*** Exercise inputs ***

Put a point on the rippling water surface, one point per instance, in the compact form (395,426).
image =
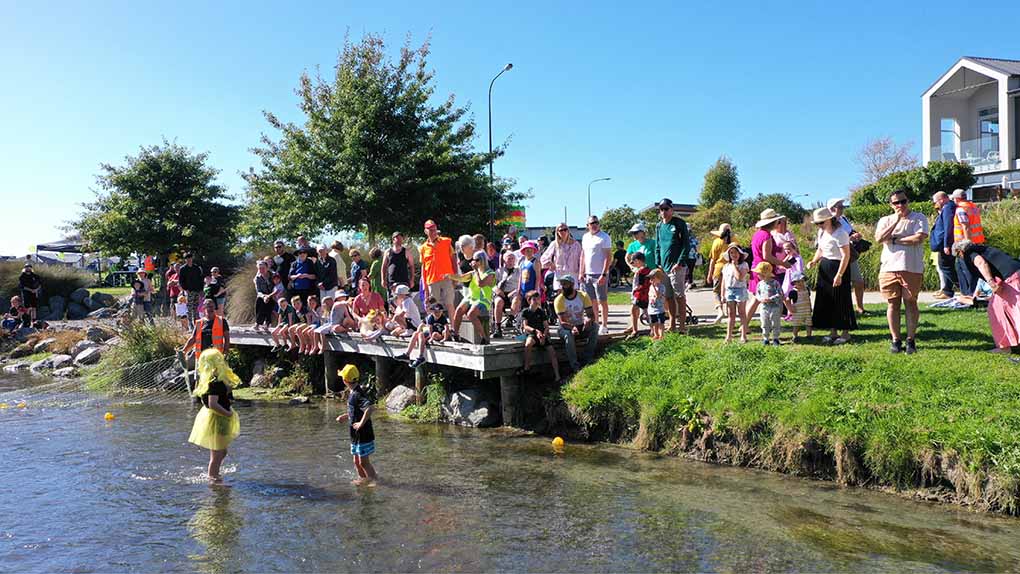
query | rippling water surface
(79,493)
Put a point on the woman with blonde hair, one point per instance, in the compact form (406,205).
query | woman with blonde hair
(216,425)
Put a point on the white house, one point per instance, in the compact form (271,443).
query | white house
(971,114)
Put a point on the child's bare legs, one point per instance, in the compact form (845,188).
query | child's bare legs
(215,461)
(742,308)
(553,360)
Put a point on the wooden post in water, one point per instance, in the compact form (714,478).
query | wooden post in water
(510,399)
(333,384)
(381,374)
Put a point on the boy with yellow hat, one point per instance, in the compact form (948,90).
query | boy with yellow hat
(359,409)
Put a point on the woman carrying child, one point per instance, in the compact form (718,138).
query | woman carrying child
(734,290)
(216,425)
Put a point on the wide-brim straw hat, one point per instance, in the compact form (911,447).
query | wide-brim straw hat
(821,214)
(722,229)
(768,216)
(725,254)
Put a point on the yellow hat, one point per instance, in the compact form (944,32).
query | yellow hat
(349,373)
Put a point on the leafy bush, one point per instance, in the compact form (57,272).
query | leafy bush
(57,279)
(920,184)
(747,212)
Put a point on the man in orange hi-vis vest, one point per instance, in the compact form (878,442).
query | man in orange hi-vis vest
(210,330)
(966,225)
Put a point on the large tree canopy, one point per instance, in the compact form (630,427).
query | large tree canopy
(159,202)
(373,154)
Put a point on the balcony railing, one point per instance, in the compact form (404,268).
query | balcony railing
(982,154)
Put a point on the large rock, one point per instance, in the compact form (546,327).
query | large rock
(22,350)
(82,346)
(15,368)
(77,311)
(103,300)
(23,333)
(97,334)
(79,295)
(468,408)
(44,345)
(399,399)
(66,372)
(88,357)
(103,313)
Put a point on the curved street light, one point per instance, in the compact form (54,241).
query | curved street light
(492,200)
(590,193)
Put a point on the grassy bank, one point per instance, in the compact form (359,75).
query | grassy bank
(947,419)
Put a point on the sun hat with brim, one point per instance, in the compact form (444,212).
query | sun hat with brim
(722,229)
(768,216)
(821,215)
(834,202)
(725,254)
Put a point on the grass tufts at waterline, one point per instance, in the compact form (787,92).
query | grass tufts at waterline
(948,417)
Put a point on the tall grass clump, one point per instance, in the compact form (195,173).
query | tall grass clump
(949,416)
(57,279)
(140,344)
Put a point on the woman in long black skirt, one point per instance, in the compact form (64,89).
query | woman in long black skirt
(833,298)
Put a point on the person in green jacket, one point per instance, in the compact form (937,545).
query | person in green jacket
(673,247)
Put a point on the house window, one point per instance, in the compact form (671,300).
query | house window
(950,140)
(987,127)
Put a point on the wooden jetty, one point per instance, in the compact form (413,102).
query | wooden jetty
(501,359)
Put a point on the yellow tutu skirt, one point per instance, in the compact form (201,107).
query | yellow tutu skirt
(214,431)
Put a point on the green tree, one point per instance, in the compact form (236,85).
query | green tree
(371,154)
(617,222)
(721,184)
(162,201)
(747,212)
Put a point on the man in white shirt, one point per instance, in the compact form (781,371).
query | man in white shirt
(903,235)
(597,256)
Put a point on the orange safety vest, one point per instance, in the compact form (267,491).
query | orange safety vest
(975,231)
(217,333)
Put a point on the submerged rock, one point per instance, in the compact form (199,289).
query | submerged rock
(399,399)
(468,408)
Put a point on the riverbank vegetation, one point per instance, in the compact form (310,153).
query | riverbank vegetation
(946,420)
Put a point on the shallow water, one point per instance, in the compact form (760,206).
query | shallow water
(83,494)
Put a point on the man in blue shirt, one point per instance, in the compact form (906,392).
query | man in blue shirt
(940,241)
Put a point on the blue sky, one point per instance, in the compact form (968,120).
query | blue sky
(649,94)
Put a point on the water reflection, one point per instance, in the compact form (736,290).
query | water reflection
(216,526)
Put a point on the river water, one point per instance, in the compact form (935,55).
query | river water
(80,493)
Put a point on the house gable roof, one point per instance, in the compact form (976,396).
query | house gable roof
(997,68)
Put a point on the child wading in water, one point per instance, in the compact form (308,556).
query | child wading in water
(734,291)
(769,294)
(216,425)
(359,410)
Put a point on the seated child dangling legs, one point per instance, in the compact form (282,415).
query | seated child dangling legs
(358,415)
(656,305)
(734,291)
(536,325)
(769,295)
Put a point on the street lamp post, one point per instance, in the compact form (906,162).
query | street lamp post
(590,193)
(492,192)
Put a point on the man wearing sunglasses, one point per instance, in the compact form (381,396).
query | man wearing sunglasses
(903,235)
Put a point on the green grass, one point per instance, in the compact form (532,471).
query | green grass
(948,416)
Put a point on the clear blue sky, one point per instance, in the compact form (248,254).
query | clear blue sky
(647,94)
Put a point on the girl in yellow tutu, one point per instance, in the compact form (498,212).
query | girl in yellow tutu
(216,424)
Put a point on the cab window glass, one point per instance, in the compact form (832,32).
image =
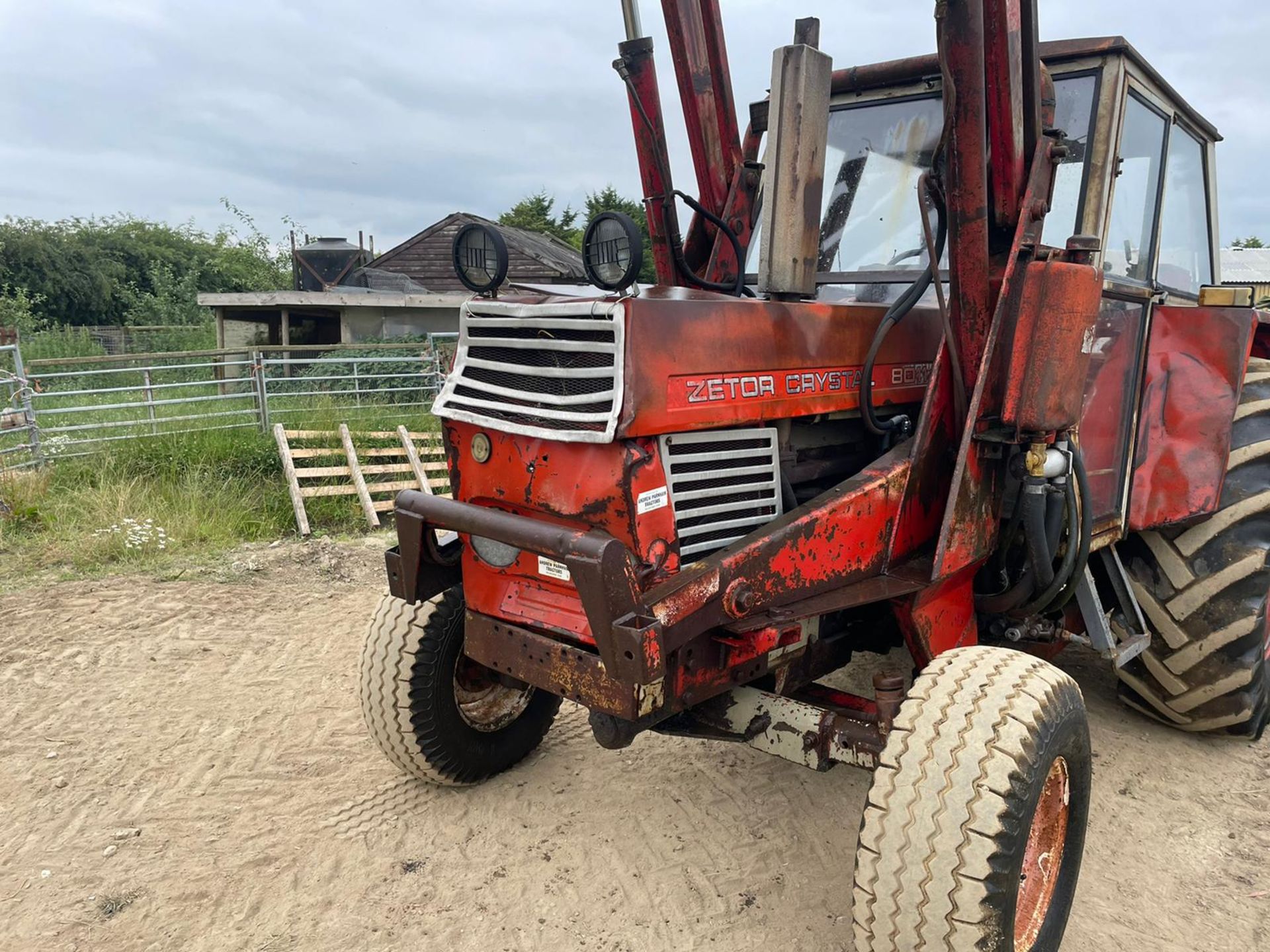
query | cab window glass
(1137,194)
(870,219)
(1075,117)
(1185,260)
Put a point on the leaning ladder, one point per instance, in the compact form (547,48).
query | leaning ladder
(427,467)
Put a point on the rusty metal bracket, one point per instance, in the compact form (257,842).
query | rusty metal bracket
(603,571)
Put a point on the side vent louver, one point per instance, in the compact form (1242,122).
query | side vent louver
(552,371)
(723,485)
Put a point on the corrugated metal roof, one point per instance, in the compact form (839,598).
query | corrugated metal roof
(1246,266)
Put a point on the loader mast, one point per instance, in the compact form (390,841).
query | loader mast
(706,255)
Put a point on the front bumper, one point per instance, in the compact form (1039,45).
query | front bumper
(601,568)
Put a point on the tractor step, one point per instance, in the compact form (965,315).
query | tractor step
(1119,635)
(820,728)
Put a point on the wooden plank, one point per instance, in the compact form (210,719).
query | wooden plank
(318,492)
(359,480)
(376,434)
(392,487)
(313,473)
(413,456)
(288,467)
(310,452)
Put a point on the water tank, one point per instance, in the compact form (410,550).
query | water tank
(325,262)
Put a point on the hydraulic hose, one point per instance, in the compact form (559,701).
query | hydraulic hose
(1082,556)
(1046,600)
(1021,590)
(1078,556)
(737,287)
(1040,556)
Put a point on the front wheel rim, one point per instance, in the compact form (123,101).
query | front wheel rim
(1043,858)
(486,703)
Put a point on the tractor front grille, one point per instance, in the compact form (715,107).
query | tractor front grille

*** End of Exercise inputs ***

▸ What to produce
With the first line being the one containing "Put a point on the white" and the last line the one containing "Put a point on the curved", transcribe exactly the lines above that fall in that range.

▸ Response to this task
Put a point on the white house, one point per instance, in the compact form (271,443).
query | white house
(971,114)
Put a point on the child's bare legs, one point per instance, in the compact form (845,188).
query | child's bare legs
(215,461)
(742,308)
(553,360)
Put a point on the wooden post in water, one point per instance, in the compact form (714,478).
query | wooden post in water
(510,399)
(333,384)
(381,374)
Put a point on the boy with yellow hat, one point per instance, in the compact form (948,90).
query | boy with yellow hat
(359,409)
Put a point on the woman carrying child, one point per instance, in the compact form (718,138).
query | woman carrying child
(734,290)
(216,425)
Put a point on the wide-brim straw hat, one point per instance, in the compact form (911,447).
query | wide-brim straw hat
(821,214)
(722,229)
(768,216)
(725,254)
Put a point on the yellow hat, one point per instance, in the compact form (944,32).
query | yellow hat
(349,373)
Put a point on the leafy bush, one point per instance, in the compact form (57,272).
query | leafy bush
(57,279)
(920,184)
(747,212)
Put a point on the man in orange hi-vis vest, one point per instance, in the compact form (878,442).
query | man in orange hi-vis vest
(210,330)
(966,225)
Put a point on the large tree canopy, one point per instance, in the compact form (630,427).
query | large tree canopy
(159,202)
(373,154)
Put a point on the balcony railing, one point per instance, in the compact form (404,268).
query | balcony railing
(982,154)
Put a point on the large rock, one point per instance, in the compact form (546,327).
query | large rock
(22,350)
(82,346)
(15,368)
(77,311)
(103,300)
(23,333)
(97,334)
(79,295)
(468,408)
(44,345)
(399,399)
(66,372)
(88,357)
(103,313)
Put a point on the curved street light, one point per instance, in the compact form (54,241).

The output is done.